SUPPLIED ENTRIES
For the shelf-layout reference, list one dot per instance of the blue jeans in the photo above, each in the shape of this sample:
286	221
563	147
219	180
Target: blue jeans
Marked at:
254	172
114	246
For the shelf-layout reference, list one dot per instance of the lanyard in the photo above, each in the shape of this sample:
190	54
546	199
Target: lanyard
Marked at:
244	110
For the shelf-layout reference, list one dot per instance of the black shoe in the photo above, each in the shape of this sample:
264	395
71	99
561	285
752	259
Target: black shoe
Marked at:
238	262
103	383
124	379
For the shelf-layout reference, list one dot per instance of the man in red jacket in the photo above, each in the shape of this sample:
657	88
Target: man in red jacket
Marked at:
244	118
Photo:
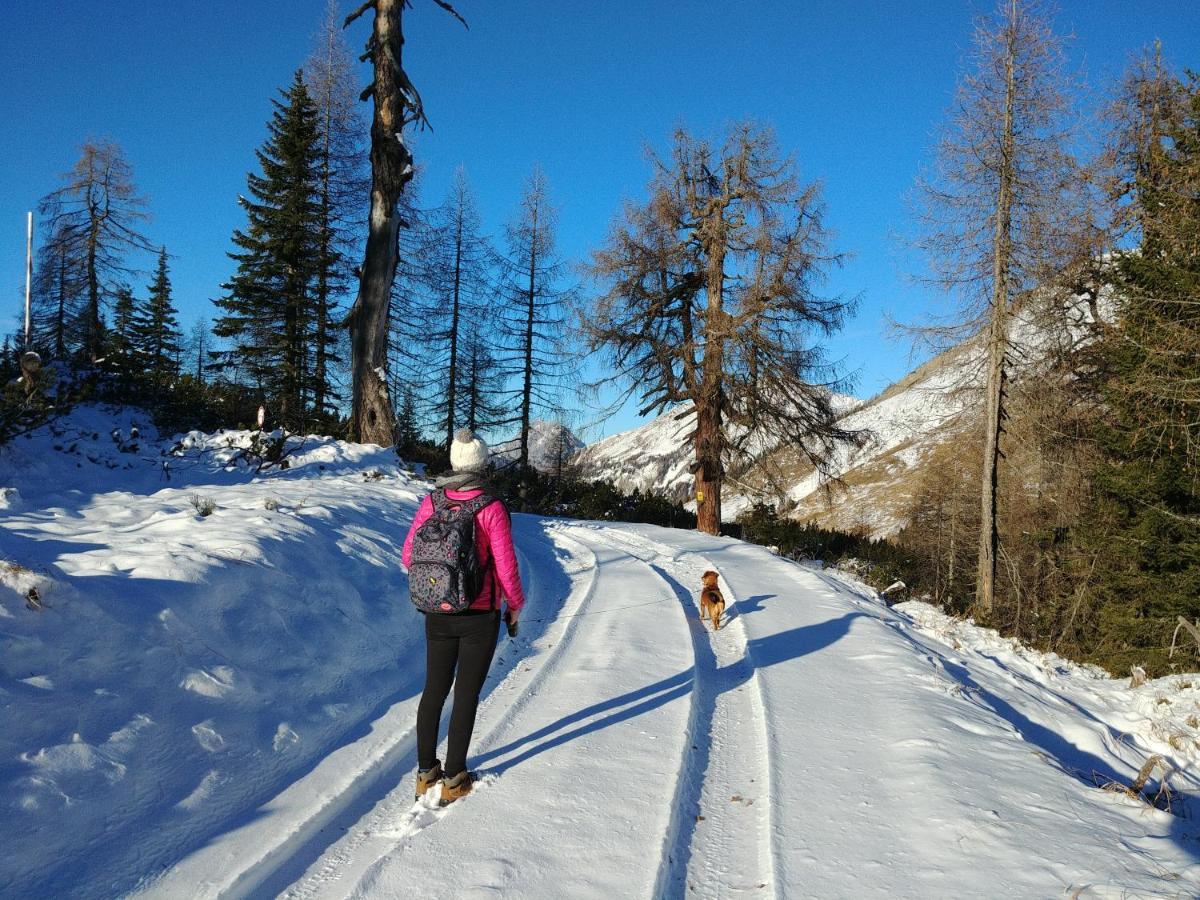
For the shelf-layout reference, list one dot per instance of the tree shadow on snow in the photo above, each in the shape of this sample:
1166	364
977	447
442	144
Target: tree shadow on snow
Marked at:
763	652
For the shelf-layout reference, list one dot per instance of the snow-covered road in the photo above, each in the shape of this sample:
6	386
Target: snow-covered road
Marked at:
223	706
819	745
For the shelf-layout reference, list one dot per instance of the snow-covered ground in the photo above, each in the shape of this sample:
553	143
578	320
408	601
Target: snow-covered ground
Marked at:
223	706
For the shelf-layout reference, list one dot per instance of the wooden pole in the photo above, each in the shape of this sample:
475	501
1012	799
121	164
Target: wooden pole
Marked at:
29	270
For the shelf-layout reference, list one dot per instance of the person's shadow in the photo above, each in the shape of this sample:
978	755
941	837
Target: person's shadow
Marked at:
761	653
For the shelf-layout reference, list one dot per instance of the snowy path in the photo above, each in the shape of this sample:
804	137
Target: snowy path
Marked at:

WORK TO BE COMPLETED
Rewrite all of the material above, replacing "shelf-layout reference" with "floor-plan reference" and keeping everything else unchanged. Leave the pictures out.

WRITTEN ANSWER
For the floor-plan reference, list one dot per instance of the blue jeans in the photo above, each in the shape of this sample:
286	221
563	147
219	180
Target: blue jeans
Marked at:
254	172
114	246
For the floor-plan reference, list one dot per instance of the lanyard in the photo above, each in the shape of this sample:
190	54
546	199
Target: lanyard
Marked at:
244	110
For the floor-plan reference, list one dot per instance of the black shoe in the photo above, each in the shape of this sample:
264	395
71	99
561	285
752	259
Target: black shoe
Marked at:
238	262
103	383
124	379
For the floor-plan reference, list one dot per instance of the man in red jacket in the photo above, each in the shape of this sample:
657	88
Target: man in red jacket
Marked at:
244	118
Photo:
For the floor-plan reference, list one dot per instance of the tree shadow on snow in the photo above, each in the shape of this sample:
1166	364
977	447
442	144
Target: tree shadow on snow
Marked at:
763	652
For the floor-plan reference, list one dot per instance of the snow-covered road in the photo above, each in the shape of this sample:
6	386
Target: snow-covered road
Marked at:
223	706
819	745
For the floor-plan reference, list one dot per instance of the snow-covered ground in the photo above, each in the shape of this sample:
553	143
578	320
408	601
Target: snow-covered ground
Marked at:
223	706
For the floor-plan reference, list one dot per instance of the wooden pole in the photo above, each in the shape of this sample:
475	501
1012	799
121	164
Target: wooden pole
Marked at:
29	270
For the floor-plan reference, list one dot per instance of the person's shadow in the photo above, each in the shape of this sample:
978	755
941	837
Target: person's shadow
Marked at:
761	653
For the floor-plan reference, list one dot per instance of the snowy path in the photo above, each in the shape of this sample:
804	137
Target: snowy path
Marked at:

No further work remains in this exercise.